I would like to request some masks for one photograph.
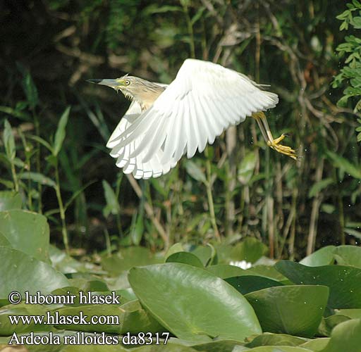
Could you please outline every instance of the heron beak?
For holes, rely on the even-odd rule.
[[[111,88],[118,89],[121,84],[116,80],[87,80],[90,83],[96,83],[97,84],[102,84],[104,86],[111,87]]]

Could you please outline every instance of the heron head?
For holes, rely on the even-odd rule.
[[[121,91],[126,98],[138,100],[147,92],[147,83],[145,80],[137,77],[126,75],[115,80],[87,80],[87,82],[111,87],[116,91]]]

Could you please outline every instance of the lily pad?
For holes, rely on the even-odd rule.
[[[49,294],[56,289],[71,286],[66,277],[49,264],[16,249],[0,247],[0,299],[7,299],[10,292],[34,294],[39,291]]]
[[[11,246],[49,262],[49,225],[40,214],[19,209],[0,212],[0,232]]]
[[[300,261],[300,263],[307,266],[321,266],[333,264],[335,260],[334,253],[336,248],[335,246],[322,247],[321,249],[304,258]]]
[[[361,247],[339,246],[335,250],[334,256],[341,265],[361,268]]]
[[[190,265],[203,268],[203,264],[200,258],[189,252],[177,252],[169,256],[166,263],[183,263]]]
[[[235,277],[228,277],[225,281],[233,286],[238,292],[242,294],[247,294],[250,292],[267,289],[267,287],[274,287],[276,286],[283,286],[279,281],[262,277],[255,275],[243,275]]]
[[[147,265],[161,260],[146,248],[128,247],[110,257],[104,257],[102,266],[112,275],[121,274],[136,265]]]
[[[332,308],[361,308],[361,269],[342,265],[307,267],[280,260],[276,268],[297,284],[329,287],[328,306]]]
[[[327,346],[320,352],[361,352],[361,320],[353,319],[338,324]]]
[[[233,260],[255,263],[267,251],[267,246],[256,238],[247,237],[233,247],[231,256]]]
[[[267,332],[312,337],[317,331],[327,299],[324,286],[279,286],[245,295]]]
[[[22,203],[21,196],[18,192],[0,191],[0,211],[20,209]]]
[[[305,344],[307,341],[307,339],[285,334],[265,333],[255,337],[251,342],[245,346],[250,348],[259,346],[299,346]]]
[[[243,275],[243,269],[235,265],[229,265],[228,264],[217,264],[216,265],[211,265],[206,268],[207,271],[212,272],[214,275],[221,277],[221,279],[226,279],[227,277],[233,277]]]
[[[261,328],[250,305],[235,289],[206,270],[165,263],[130,270],[128,279],[157,320],[180,339],[243,341]]]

- WHAT THE EXERCISE ASKS: Can you set down all of the material above word for word, leaving out the pictures?

- WORKED ANSWER:
I would like to request some masks for one photograph.
Could you please outline every instance of the heron beak?
For holes, rely on the even-odd rule.
[[[111,88],[118,89],[121,84],[116,80],[87,80],[90,83],[96,83],[97,84],[102,84],[104,86],[111,87]]]

Could you please outline every instance of the heron head?
For holes, rely on the even-odd rule.
[[[121,91],[126,98],[138,100],[147,92],[147,83],[145,80],[137,77],[126,75],[115,80],[87,80],[87,82],[111,87],[116,91]]]

Could you please outline every instance of the lily pad?
For holes, rely on the even-odd rule.
[[[49,294],[56,289],[71,286],[66,277],[49,264],[16,249],[0,247],[0,299],[7,299],[10,292],[34,294],[39,291]]]
[[[11,246],[49,262],[49,225],[40,214],[19,209],[0,212],[0,232]]]
[[[300,261],[300,263],[307,266],[321,266],[333,264],[335,260],[334,253],[336,248],[335,246],[322,247],[321,249],[304,258]]]
[[[361,247],[339,246],[335,250],[334,256],[341,265],[361,268]]]
[[[190,265],[203,268],[203,264],[200,258],[189,252],[177,252],[169,256],[166,263],[183,263]]]
[[[235,277],[228,277],[225,281],[233,286],[238,292],[242,294],[247,294],[250,292],[267,289],[267,287],[274,287],[276,286],[283,286],[279,281],[262,277],[255,275],[243,275]]]
[[[147,265],[161,260],[146,248],[128,247],[110,257],[104,257],[102,266],[112,275],[121,274],[136,265]]]
[[[332,308],[361,308],[361,269],[342,265],[307,267],[280,260],[276,268],[297,284],[329,287],[328,306]]]
[[[327,346],[320,352],[361,352],[361,320],[353,319],[338,324]]]
[[[233,260],[255,263],[267,251],[267,246],[256,238],[247,237],[233,247],[231,256]]]
[[[267,332],[312,337],[317,331],[327,299],[324,286],[279,286],[245,295]]]
[[[22,203],[21,196],[18,192],[0,191],[0,211],[20,209]]]
[[[305,344],[307,341],[307,339],[285,334],[265,333],[255,337],[251,342],[245,346],[250,348],[259,346],[299,346]]]
[[[243,275],[243,269],[235,265],[229,265],[228,264],[217,264],[216,265],[211,265],[206,268],[207,271],[212,272],[214,275],[221,277],[221,279],[226,279],[227,277],[233,277]]]
[[[261,328],[250,305],[235,289],[206,270],[165,263],[130,270],[128,279],[157,320],[180,339],[243,341]]]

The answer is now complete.